United States District Court, Eastern District of Pennsylvania

March 23, 2015




This is a pro se civil rights action pursuant to 42 U.S.C. § 1983 brought by Tyreek M. Maxwell, against the Mayor of Philadelphia, its Police Commissioner, and an officer of its Police Department. In my Memorandum denying in part and granting in part the defendants’ partial motion to dismiss, I struck the portion of the complaint which could have been construed as the Mayor and Police Commissioner being sued in their official capacities, and pursuant to Rule 19(a)(2) of the Federal Rules of Civil Procedure, I added the City of Philadelphia as a defendant. See Tyreek M. Maxwell v. Michael Nutter, et al., 2013 U.S. Dist. LEXIS 10787 (E.D. Pa. January 23, 2013). I also denied the motion to dismiss as to the Mayor and Police Commissioner in their individual capacities.

> _PROVIDED RECORDS_:
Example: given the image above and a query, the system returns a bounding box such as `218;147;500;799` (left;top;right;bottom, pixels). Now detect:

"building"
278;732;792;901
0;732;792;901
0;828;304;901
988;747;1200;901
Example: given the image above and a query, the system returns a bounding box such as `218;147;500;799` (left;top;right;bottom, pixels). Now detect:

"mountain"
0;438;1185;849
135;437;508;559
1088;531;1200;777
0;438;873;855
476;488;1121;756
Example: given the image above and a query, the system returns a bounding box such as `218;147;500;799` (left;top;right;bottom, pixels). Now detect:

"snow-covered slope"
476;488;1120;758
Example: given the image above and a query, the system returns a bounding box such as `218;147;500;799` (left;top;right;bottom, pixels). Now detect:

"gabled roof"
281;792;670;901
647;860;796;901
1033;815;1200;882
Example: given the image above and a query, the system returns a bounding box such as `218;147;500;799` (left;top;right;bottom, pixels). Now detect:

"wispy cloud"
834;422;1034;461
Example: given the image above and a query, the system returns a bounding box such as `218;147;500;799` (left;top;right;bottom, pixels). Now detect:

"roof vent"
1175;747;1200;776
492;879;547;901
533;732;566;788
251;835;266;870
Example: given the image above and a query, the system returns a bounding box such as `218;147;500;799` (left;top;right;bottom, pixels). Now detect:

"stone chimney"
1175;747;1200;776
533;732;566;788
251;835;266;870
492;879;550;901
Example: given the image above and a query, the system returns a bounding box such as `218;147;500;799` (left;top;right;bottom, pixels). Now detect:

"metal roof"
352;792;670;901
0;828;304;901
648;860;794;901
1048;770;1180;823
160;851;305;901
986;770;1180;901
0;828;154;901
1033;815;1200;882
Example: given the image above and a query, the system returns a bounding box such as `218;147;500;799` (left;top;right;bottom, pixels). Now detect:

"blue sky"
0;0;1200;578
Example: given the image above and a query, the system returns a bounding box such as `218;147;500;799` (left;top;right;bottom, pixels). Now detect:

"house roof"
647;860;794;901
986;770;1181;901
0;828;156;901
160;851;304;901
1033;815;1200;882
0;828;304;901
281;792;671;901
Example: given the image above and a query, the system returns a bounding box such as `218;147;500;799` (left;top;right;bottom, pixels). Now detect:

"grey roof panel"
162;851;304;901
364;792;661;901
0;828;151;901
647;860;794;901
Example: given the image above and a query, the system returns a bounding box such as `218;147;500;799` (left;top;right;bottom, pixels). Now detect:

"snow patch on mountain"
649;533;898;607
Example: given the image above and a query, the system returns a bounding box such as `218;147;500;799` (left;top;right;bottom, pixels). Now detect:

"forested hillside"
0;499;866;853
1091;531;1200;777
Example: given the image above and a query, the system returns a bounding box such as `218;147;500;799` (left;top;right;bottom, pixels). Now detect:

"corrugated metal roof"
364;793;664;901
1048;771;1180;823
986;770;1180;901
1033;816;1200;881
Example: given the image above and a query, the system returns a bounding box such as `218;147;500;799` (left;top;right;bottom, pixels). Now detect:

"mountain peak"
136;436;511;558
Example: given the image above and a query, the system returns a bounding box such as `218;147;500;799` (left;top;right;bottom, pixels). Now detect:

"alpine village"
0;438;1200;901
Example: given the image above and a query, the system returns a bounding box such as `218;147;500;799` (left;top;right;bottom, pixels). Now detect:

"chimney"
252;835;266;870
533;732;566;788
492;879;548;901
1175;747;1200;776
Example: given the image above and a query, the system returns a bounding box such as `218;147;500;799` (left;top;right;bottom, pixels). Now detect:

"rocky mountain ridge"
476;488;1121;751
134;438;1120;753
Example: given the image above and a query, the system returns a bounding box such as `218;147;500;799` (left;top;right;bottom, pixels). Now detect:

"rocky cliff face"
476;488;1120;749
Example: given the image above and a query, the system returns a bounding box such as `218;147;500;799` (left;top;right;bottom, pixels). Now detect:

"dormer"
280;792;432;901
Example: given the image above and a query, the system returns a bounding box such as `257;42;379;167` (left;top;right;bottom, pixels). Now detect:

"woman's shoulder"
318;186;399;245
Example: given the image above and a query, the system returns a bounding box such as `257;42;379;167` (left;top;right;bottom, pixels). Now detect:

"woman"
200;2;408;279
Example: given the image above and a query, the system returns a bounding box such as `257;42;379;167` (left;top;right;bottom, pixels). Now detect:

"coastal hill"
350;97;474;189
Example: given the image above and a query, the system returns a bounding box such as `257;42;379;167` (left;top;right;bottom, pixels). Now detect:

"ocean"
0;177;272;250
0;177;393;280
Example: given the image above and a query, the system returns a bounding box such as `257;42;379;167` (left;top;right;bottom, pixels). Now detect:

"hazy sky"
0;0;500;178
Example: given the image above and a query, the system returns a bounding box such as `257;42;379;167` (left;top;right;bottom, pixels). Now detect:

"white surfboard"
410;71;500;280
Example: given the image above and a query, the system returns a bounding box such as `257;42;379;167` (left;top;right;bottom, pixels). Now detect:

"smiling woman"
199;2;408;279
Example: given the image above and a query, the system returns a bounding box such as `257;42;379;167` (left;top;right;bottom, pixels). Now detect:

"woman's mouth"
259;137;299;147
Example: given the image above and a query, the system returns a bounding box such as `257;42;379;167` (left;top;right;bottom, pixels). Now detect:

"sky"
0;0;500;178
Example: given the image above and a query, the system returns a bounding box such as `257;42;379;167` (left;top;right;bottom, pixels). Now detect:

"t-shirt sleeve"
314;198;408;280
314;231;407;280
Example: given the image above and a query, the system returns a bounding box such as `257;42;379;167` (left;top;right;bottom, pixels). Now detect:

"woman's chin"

> _TASK REQUIREMENTS_:
**a)** Could you copy the court memorandum word for word, starting with "March 23, 2015" and going on through "their individual capacities."?
**b)** Can you carry on the court memorandum from the point where it stops?
The data has nothing to do with the court memorandum.

> _THE RESULTS_:
**a)**
March 23, 2015




This is a pro se civil rights action pursuant to 42 U.S.C. § 1983 brought by Tyreek M. Maxwell, against the Mayor of Philadelphia, its Police Commissioner, and an officer of its Police Department. In my Memorandum denying in part and granting in part the defendants’ partial motion to dismiss, I struck the portion of the complaint which could have been construed as the Mayor and Police Commissioner being sued in their official capacities, and pursuant to Rule 19(a)(2) of the Federal Rules of Civil Procedure, I added the City of Philadelphia as a defendant. See Tyreek M. Maxwell v. Michael Nutter, et al., 2013 U.S. Dist. LEXIS 10787 (E.D. Pa. January 23, 2013). I also denied the motion to dismiss as to the Mayor and Police Commissioner in their individual capacities.

**b)**
The defendants have filed a partial motion for summary judgment pursuant to Rule 56 of the Federal Rules of Civil Procedure. Mr. Maxwell has also filed a motion for summary judgment pursuant to Rule 56. For the following reasons, I will grant the defendants’ partial motion in its entirety, and deny Mr. Maxwell’s motion in its entirety.


The complaint alleges that on the evening of December 30, 2009, Philadelphia Police Officer William Moser shot Mr. Maxwell twice. Officer Moser claimed that he was justified in the shooting because he claimed that Mr. Maxwell had pointed a gun at him.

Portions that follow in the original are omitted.